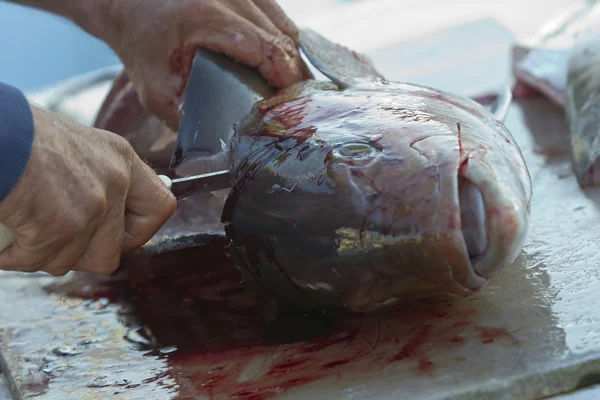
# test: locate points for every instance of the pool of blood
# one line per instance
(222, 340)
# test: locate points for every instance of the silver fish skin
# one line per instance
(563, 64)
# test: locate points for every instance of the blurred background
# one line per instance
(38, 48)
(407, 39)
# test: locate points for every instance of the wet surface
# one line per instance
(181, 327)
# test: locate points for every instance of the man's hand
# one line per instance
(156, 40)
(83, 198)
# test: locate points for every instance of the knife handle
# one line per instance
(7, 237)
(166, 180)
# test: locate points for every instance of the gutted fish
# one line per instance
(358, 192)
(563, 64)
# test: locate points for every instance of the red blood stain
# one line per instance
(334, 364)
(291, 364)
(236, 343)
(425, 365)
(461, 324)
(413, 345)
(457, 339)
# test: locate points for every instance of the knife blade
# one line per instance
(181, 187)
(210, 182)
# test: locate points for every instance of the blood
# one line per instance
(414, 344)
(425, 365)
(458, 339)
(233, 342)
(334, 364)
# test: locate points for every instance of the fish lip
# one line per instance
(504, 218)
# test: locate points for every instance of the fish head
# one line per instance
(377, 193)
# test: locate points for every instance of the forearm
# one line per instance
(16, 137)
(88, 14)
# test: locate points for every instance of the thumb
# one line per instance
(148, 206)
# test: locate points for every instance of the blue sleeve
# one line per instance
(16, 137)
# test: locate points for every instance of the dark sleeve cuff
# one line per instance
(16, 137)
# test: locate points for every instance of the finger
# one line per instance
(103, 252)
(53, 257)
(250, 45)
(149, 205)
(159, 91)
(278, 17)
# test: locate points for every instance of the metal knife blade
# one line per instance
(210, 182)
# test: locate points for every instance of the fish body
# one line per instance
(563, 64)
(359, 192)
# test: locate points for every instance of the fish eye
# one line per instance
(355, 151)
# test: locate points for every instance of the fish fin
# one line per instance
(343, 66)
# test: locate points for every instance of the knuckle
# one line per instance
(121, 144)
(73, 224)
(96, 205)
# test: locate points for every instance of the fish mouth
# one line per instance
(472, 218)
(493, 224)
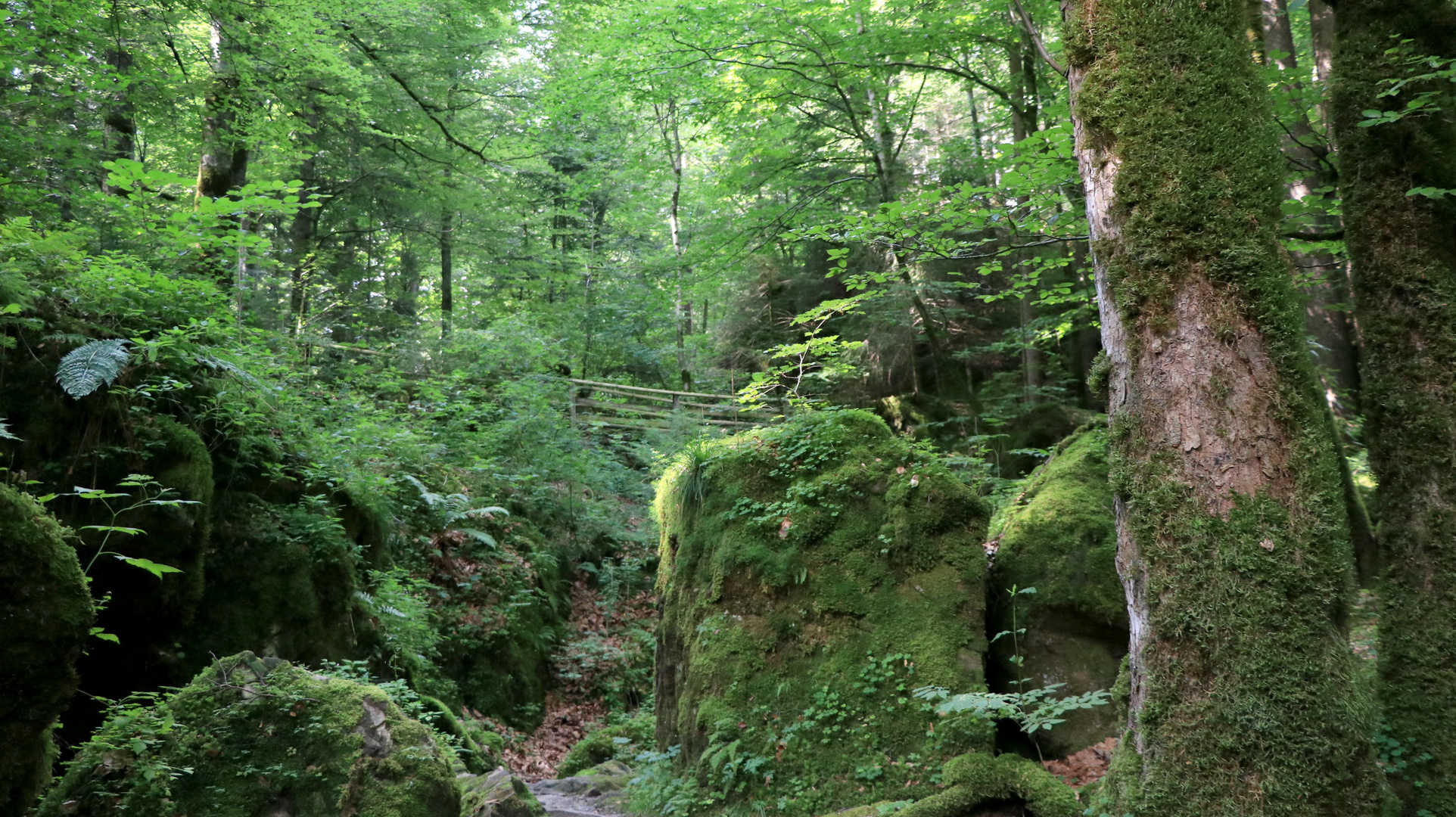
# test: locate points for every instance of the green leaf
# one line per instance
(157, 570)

+++++

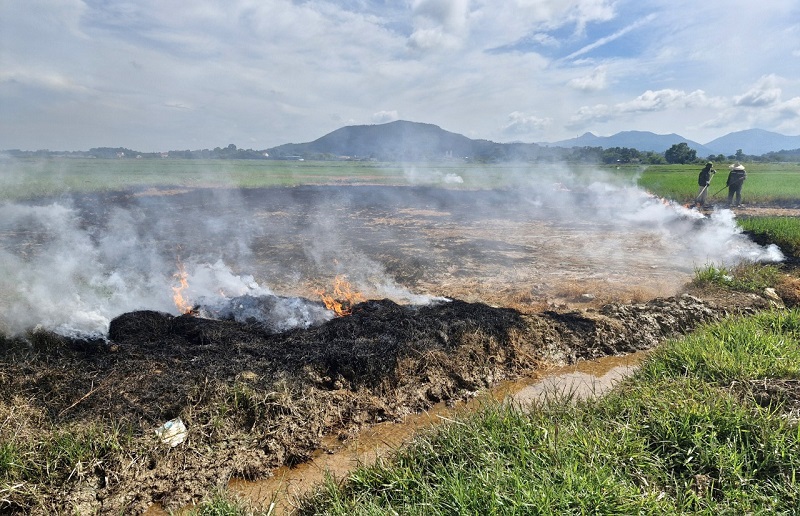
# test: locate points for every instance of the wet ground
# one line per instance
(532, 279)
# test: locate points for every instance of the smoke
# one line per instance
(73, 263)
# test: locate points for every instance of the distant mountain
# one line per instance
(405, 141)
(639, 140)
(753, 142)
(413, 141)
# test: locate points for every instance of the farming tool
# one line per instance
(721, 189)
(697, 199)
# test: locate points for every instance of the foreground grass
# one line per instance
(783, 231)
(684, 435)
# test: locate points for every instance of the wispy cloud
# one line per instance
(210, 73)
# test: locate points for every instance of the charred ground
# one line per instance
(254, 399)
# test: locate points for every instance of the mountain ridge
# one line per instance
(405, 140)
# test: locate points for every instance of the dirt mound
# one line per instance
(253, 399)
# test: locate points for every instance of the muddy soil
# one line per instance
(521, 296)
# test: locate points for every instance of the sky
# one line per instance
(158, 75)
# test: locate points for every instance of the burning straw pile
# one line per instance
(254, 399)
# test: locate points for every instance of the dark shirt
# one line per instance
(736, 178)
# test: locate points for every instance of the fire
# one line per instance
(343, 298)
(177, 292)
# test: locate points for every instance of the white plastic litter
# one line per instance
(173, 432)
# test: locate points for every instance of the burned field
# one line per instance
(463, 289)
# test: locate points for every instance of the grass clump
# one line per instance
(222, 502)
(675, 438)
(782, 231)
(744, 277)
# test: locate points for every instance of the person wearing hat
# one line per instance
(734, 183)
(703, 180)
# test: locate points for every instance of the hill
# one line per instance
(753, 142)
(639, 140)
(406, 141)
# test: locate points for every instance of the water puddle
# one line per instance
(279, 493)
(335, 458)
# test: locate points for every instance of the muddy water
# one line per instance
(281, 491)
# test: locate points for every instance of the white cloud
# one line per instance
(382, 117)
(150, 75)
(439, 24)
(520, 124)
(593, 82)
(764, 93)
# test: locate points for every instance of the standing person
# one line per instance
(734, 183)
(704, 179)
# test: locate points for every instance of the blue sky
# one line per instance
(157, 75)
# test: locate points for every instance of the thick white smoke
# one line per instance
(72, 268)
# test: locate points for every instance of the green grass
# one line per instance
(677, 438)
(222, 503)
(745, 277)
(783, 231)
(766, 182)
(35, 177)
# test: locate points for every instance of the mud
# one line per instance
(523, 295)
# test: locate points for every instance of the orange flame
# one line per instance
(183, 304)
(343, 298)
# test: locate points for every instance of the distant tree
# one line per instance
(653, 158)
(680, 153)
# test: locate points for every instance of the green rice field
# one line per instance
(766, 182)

+++++

PROBLEM DESCRIPTION: Please return every line of the data above that contains the word "water".

WRITTEN REPLY:
# test: locate points for every instance of the water puddle
# test: locate points for every instance of the muddy water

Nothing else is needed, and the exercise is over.